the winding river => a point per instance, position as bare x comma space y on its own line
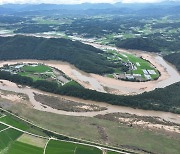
169, 75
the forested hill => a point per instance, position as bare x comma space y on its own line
84, 57
174, 59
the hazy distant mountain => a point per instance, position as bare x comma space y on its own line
92, 9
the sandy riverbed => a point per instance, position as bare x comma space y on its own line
169, 75
9, 86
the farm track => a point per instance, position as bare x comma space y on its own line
51, 138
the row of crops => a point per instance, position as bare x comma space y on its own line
19, 137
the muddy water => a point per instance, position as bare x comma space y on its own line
174, 74
9, 86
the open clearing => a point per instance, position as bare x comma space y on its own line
55, 147
19, 139
135, 68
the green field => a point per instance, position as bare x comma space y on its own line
7, 137
14, 141
140, 64
111, 152
14, 123
87, 129
59, 147
22, 148
2, 127
37, 69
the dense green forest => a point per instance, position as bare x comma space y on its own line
84, 57
174, 59
166, 99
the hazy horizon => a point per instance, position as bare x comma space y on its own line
80, 1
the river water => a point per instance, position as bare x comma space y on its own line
169, 76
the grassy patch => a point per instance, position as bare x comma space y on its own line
14, 122
55, 147
22, 148
118, 134
112, 152
32, 140
7, 137
2, 127
37, 69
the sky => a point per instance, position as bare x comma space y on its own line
79, 1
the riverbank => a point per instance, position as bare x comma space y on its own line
9, 86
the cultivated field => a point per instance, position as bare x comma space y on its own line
131, 68
19, 137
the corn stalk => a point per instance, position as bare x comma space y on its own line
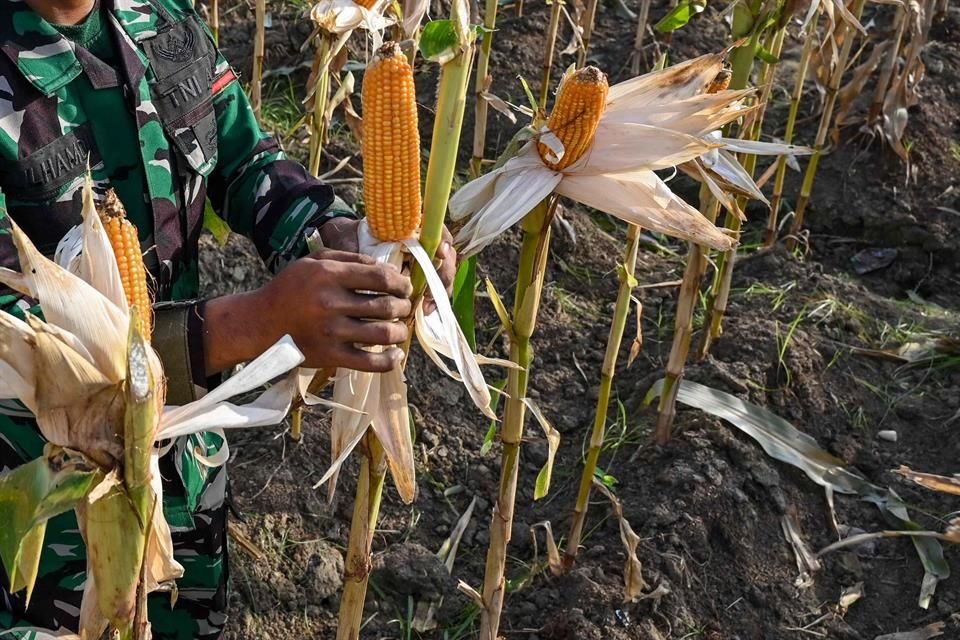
321, 98
482, 86
526, 304
556, 8
806, 189
795, 98
359, 563
621, 310
140, 422
447, 125
642, 20
747, 21
683, 325
259, 39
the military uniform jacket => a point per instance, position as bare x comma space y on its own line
167, 125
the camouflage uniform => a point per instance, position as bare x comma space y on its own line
165, 122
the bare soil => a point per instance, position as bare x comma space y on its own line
708, 506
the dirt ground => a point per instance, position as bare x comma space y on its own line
707, 506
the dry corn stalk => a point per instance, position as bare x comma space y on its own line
95, 387
373, 414
576, 112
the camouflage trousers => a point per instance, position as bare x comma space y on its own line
195, 506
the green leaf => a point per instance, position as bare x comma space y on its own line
609, 481
491, 435
500, 308
439, 41
766, 55
679, 16
464, 290
30, 495
542, 486
215, 224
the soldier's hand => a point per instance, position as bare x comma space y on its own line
331, 303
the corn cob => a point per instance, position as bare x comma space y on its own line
126, 249
721, 82
391, 146
580, 102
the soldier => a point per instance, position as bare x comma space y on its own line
138, 89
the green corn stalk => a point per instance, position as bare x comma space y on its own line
556, 7
448, 121
526, 304
483, 83
621, 310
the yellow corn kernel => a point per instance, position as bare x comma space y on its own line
126, 249
391, 146
576, 113
721, 82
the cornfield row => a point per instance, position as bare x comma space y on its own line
583, 140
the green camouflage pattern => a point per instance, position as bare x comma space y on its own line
164, 121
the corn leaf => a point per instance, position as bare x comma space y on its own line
542, 486
490, 437
464, 289
776, 436
633, 583
30, 495
439, 41
784, 442
680, 15
216, 225
931, 480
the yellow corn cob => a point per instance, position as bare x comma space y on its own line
721, 82
576, 112
126, 249
391, 146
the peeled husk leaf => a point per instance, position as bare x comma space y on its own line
30, 495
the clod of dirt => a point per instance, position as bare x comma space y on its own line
410, 569
320, 570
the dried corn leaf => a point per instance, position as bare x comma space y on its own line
807, 562
553, 553
785, 443
779, 438
932, 481
632, 576
542, 487
425, 618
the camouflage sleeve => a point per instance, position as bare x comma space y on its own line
11, 301
259, 191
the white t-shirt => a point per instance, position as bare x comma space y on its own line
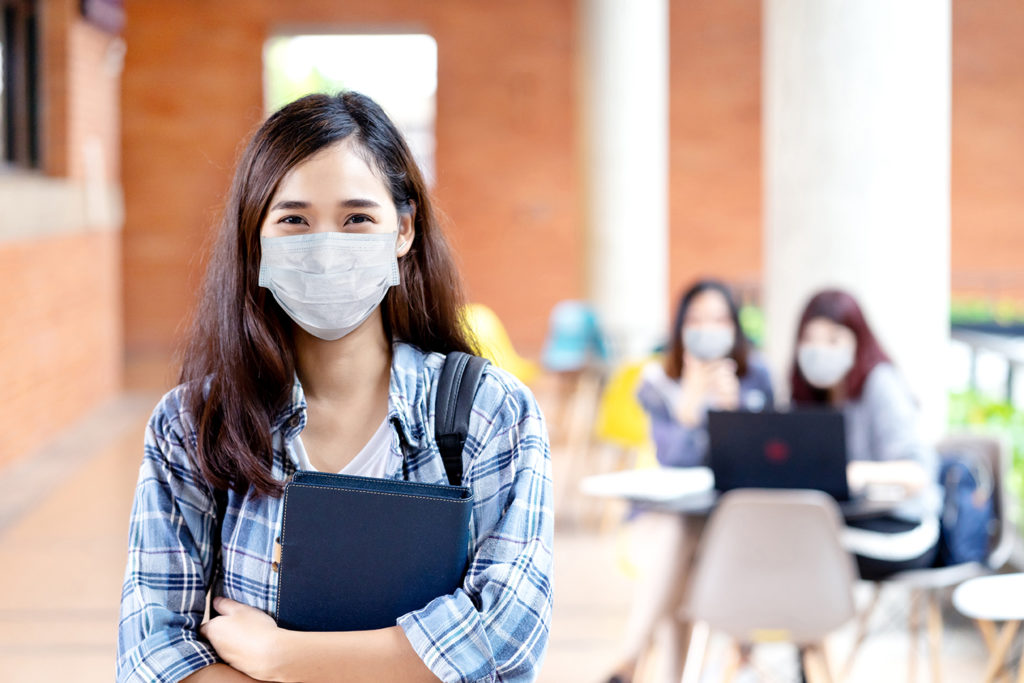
370, 462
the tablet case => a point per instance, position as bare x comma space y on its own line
356, 553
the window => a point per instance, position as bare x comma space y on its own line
19, 144
399, 72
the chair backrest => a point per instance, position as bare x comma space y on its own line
994, 453
621, 419
574, 340
771, 567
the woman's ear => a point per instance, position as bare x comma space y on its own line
407, 229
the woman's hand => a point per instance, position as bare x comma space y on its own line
707, 383
723, 386
246, 638
905, 477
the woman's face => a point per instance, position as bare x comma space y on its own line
826, 352
709, 333
822, 332
336, 190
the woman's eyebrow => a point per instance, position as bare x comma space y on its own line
347, 204
359, 204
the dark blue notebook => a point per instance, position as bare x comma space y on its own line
357, 552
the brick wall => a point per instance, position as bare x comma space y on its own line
987, 142
507, 146
60, 335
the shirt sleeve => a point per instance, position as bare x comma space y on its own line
496, 626
164, 595
675, 443
894, 421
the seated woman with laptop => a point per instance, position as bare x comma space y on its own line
709, 366
840, 364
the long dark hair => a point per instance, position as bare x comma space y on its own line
239, 365
675, 357
842, 308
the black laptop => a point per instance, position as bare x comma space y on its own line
798, 450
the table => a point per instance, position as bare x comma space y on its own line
989, 599
690, 491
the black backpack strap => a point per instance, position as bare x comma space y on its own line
456, 389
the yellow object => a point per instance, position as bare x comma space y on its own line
621, 419
493, 342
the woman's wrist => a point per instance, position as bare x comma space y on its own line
285, 656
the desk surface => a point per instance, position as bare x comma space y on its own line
691, 491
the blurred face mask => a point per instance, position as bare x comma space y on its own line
709, 342
824, 366
329, 283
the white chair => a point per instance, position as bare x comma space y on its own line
989, 599
925, 586
771, 568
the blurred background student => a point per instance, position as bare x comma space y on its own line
709, 365
839, 363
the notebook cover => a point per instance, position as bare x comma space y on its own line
358, 552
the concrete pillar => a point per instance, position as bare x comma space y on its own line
625, 116
856, 99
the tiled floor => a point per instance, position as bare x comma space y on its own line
62, 525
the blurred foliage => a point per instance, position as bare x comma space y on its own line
970, 411
752, 319
999, 311
283, 87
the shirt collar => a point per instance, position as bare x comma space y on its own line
408, 398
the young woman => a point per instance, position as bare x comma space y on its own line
330, 300
839, 363
709, 366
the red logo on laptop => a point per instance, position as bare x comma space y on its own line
776, 452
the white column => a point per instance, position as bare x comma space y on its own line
856, 99
625, 88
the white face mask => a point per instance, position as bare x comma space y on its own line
329, 283
709, 342
824, 366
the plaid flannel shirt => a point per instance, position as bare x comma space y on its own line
494, 628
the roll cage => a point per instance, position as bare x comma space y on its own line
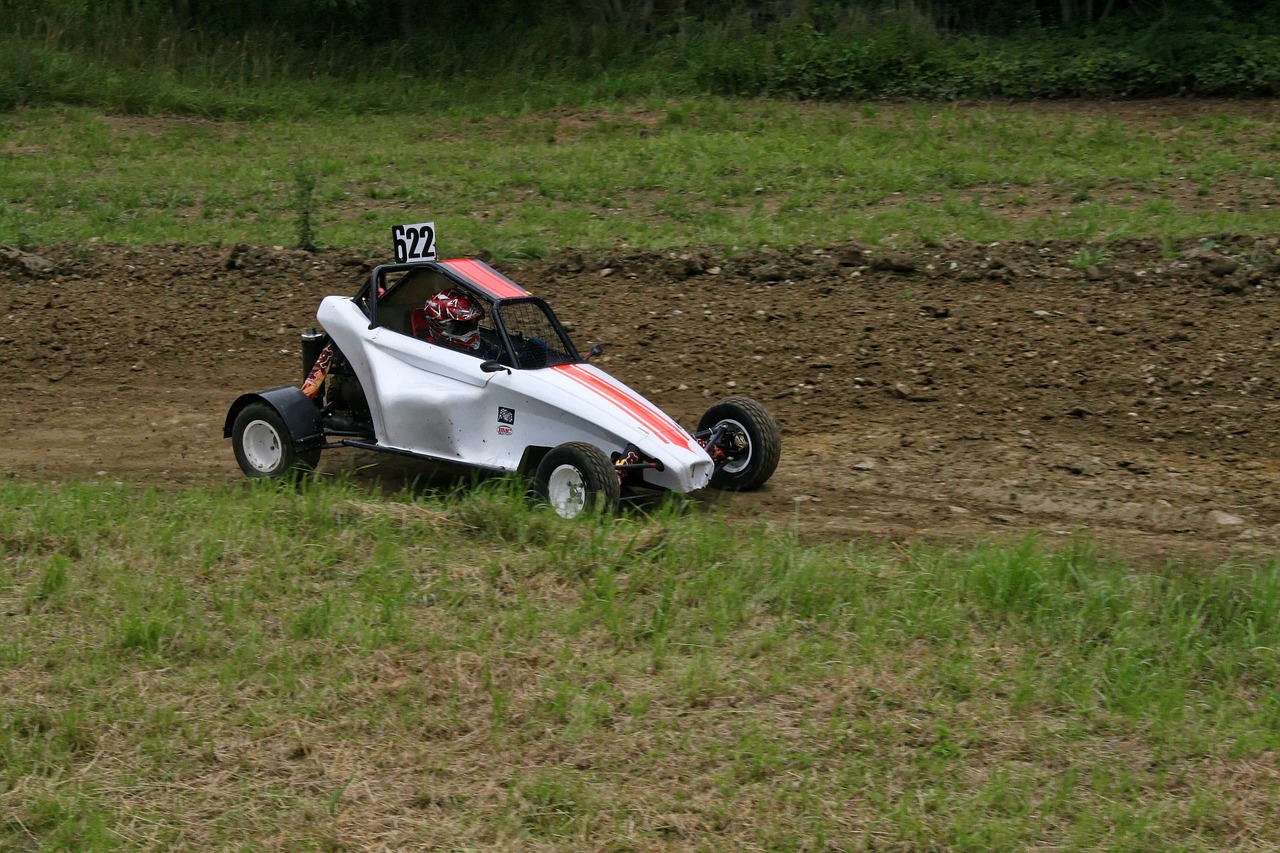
524, 327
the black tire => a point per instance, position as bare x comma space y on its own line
264, 446
750, 439
575, 478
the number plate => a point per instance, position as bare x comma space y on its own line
414, 243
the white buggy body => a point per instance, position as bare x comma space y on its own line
517, 398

.....

__YOUR TASK__: Copy all of the data above exactly. Leave out every picture.

__TASK SOLUTION__:
the winding river => a point per instance, position as bare x comma space y on its own line
169, 75
the forested hill => a point per instance, position as bare x comma space y on its own line
84, 57
174, 59
the hazy distant mountain => a point per instance, position as bare x comma space y on its own line
92, 9
the sandy riverbed => a point per instance, position as bare x comma space y on its own line
169, 75
9, 86
the farm track => a point per instance, position as bare x comma space y on its own line
51, 138
the row of crops => a point per instance, position as bare x comma space y on its own line
19, 137
the muddy water => a point per instance, position as bare x comma space y on its own line
174, 74
9, 86
the open clearing => a point per instance, position as bare x comma space y on its own line
55, 147
19, 139
135, 68
the green field => a point per instance, position as bare x comma space y on its own line
7, 137
14, 141
140, 64
111, 152
14, 123
87, 129
59, 147
22, 148
2, 127
37, 69
the dense green forest => a point per instance, position as bare x comma space y on its own line
84, 57
174, 59
166, 99
the hazy horizon => a point per instance, position as bare x comma space y on its own line
80, 1
the river water => a point per instance, position as bare x comma space y on its own line
169, 76
the grassy patch => a point per instance, position as bare x comma space y on its own line
14, 122
55, 147
22, 148
118, 134
112, 152
32, 140
7, 137
2, 127
37, 69
the sky => a point per instance, position as bare x comma space y on its own line
79, 1
the riverbank => a point per instance, position as bare x comma space y on its own line
9, 86
the cultivated field => a point per instance, position as bare x comma space y on its own line
131, 68
19, 137
the corn stalk => a point per instance, position as bare x comma space y on its own line
321, 98
482, 86
526, 304
556, 8
806, 189
795, 98
359, 563
621, 310
140, 422
447, 125
642, 20
747, 21
683, 325
259, 39
the military uniform jacket => a point per instance, position as bare x comma space y on its own line
167, 125
the camouflage uniform => a point per instance, position as bare x comma space y on its own line
165, 122
the bare soil => a point per instance, position as bare x comma space y on its own line
708, 506
the dirt ground => a point per instance, position as bare x comma space y on its own line
707, 506
the dry corn stalk => a point per instance, position as bare x comma space y on its own line
95, 387
373, 414
576, 112
the camouflage trousers => a point per instance, position as bare x comma space y on its own line
195, 506
the green leaf => a point per instance, position as bare x comma space y on its own line
609, 481
491, 435
500, 308
439, 41
766, 55
679, 16
464, 290
30, 495
542, 486
215, 224
the soldier's hand => a point per instance, position as bare x comma space y on its own line
331, 303
the corn cob => a point per instance, position as bare x comma space y on its own line
126, 249
721, 82
391, 146
580, 102
the soldier => a point per instance, position as bare x comma space y on its own line
138, 89
the green corn stalk => a point per instance, position as bare x comma space y on its own line
556, 7
448, 121
526, 304
483, 83
621, 310
the yellow corn kernel => a point per instance, position as bare x comma space y on its own line
126, 249
391, 146
576, 113
721, 82
the cornfield row => a point per instance, position as bare x comma space y on its own line
583, 140
the green camouflage pattern => a point per instance, position as bare x comma space y on its own line
164, 121
the corn leaf => a point per instance, position as bare x comma space y on its own line
542, 486
490, 437
464, 289
776, 436
633, 583
30, 495
439, 41
784, 442
680, 15
216, 225
931, 480
the yellow corn cob => a point per instance, position as bare x comma space y on its own line
721, 82
576, 112
126, 249
391, 146
the peeled husk leaf => a point per instance, position as bare x comma space y on its own line
30, 495
the clod of dirt => a point per instance, position as bare x comma space y on its own line
410, 569
320, 570
the dried corn leaf => a point per instance, position as bare x comma space y on its own line
807, 562
553, 553
785, 443
779, 438
932, 481
632, 576
542, 487
425, 618
the camouflage sleeve => a point per instance, position as bare x comma space y on its own line
11, 301
259, 191
the white t-shirt => a point per instance, position as bare x comma space y on its own line
370, 462
the tablet case => a point per instance, position as bare x comma space y on its own line
356, 553
the window => a point per instance, position as bare x comma space y on its own line
19, 144
399, 72
the chair backrest => a point per instance, position as bare x comma space y on its own line
994, 453
621, 419
574, 340
771, 567
the woman's ear => a point per instance, position as bare x comma space y on its own line
407, 229
the woman's hand => a point per instance, position as bare x comma space y on its own line
707, 383
723, 386
246, 638
905, 477
the woman's face => a point per instance, position as bare x comma space y on its own line
826, 352
709, 333
822, 332
336, 190
the woman's eyebrow => a point per instance, position as bare x comma space y on its own line
347, 204
359, 204
the dark blue notebook => a point per instance, position as bare x comma space y on its own line
357, 552
the brick wall => a point per instance, position as bare x comma space y on its own line
987, 142
507, 146
60, 335
the shirt sleeve => a point per instance, position as bare x comma space y on its own line
496, 626
164, 595
675, 443
894, 421
the seated woman with laptop => a point per instance, position as bare x comma space y on its own line
709, 366
840, 364
the long dark hair => a point per instance, position as bare x comma space y on its own line
239, 365
675, 357
842, 308
the black laptop => a point per instance, position as bare x comma space y on its own line
798, 450
the table => a point per instance, position as bare x comma space y on its own line
989, 599
690, 491
the black backpack strap => a point per instance, position as bare x comma space y on its own line
456, 389
the yellow object => a point per instance, position as bare x comma space y on its own line
621, 419
493, 342
the woman's wrist => a point per instance, position as bare x comma space y on its own line
285, 656
the desk surface => a point per instance, position as bare x comma space y on its own line
691, 491
the blurred face mask => a point per instance, position as bare x comma space y on its own line
709, 342
824, 366
329, 283
the white chair => a point per instance, position as bare x comma space y on its own line
989, 599
925, 586
771, 568
the blurred background student => a point per instance, position as bare x comma space y on its own line
709, 365
839, 363
the notebook cover => a point per instance, position as bare x comma space y on its own line
358, 552
the concrete pillar => a point per instance, position as bare x comma space y on its own line
625, 116
856, 99
the tiled floor => a point per instance, position as bare x comma space y on its own line
62, 525
the blurred foliage => a point per instance, position as bare x comma space y on its own line
970, 411
752, 319
999, 311
283, 87
the shirt collar => a point per instance, position as bare x comma space y on its own line
408, 398
the young woman => a point per instance, position as bare x comma space y on its own line
330, 300
839, 363
709, 366
the red logo on laptop => a point per instance, position as bare x comma space y on its own line
776, 452
the white column => a point per instance, position as bare x comma space y on its own line
856, 99
625, 88
the white face mask => a point per instance, position as bare x comma space y on its own line
329, 283
709, 342
824, 366
the plaid flannel shirt => a point per instance, position as bare x comma space y on its own line
494, 628
the roll cage => a point per instance, position as bare x comma space y on its own line
524, 327
the black tire => a point per instance, position as bare x comma space y on its own line
264, 446
750, 439
575, 478
the number plate => a point per instance, position as bare x comma space y on its own line
414, 243
the white buggy body => a point per instance, position as bare x comma space y on its own line
517, 398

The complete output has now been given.